+++ DATA FOR THE TASK +++

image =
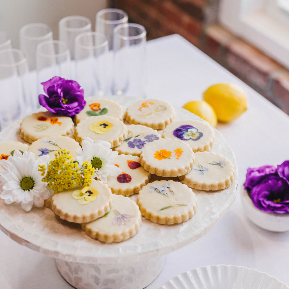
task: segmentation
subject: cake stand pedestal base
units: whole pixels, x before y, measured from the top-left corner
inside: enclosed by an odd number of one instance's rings
[[[55,259],[62,277],[77,289],[142,289],[160,273],[164,257],[129,263],[86,264]]]

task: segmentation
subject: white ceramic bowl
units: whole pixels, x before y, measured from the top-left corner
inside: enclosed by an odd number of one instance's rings
[[[246,190],[243,190],[241,193],[244,213],[254,224],[273,232],[289,231],[289,213],[264,212],[255,207]]]
[[[275,277],[234,265],[211,265],[184,272],[159,289],[289,289]]]

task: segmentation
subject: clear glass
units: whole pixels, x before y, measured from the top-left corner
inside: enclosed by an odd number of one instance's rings
[[[127,23],[128,16],[123,10],[107,8],[99,11],[95,16],[95,31],[104,34],[108,41],[110,50],[112,49],[113,29],[118,25]]]
[[[103,34],[82,33],[75,39],[75,79],[85,95],[103,97],[108,93],[108,44]]]
[[[68,16],[58,24],[59,40],[67,45],[72,59],[74,59],[74,40],[78,35],[91,31],[91,21],[84,16]]]
[[[0,50],[0,129],[33,110],[29,73],[21,50]]]
[[[4,31],[0,31],[0,50],[12,48],[11,39],[8,34]]]
[[[19,32],[20,49],[27,59],[29,70],[36,68],[36,48],[41,42],[53,39],[52,31],[43,23],[31,23],[25,25]]]
[[[145,97],[147,32],[139,24],[119,25],[113,31],[114,95]]]
[[[65,42],[46,41],[37,47],[36,52],[38,94],[44,93],[41,82],[58,76],[70,79],[72,76],[70,53]]]

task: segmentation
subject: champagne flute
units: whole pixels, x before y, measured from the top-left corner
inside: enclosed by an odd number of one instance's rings
[[[86,95],[103,97],[108,90],[106,37],[97,32],[87,32],[76,37],[75,45],[76,81]]]

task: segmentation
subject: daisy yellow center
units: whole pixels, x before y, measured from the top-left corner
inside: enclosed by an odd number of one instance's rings
[[[100,159],[95,157],[91,161],[91,165],[95,169],[97,168],[100,169],[102,166],[102,161]]]
[[[20,182],[20,186],[22,189],[25,191],[29,191],[33,188],[35,182],[31,177],[24,177]]]

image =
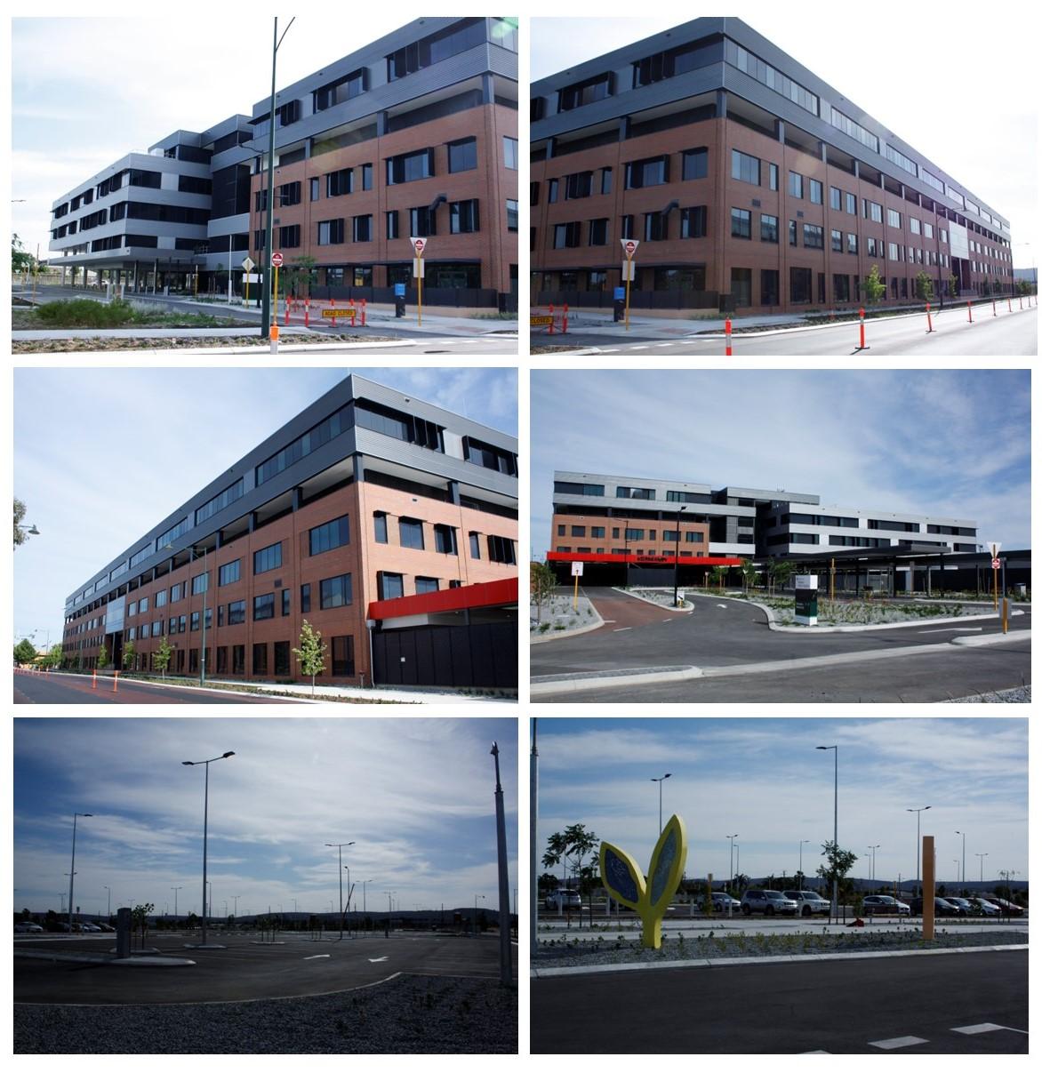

+++

Which lines in the items above contain the word "subject"? Copy each of those lines in full.

subject: cake stand pedestal base
subject: white ceramic bowl
subject: clear glass
subject: champagne flute
subject: daisy yellow center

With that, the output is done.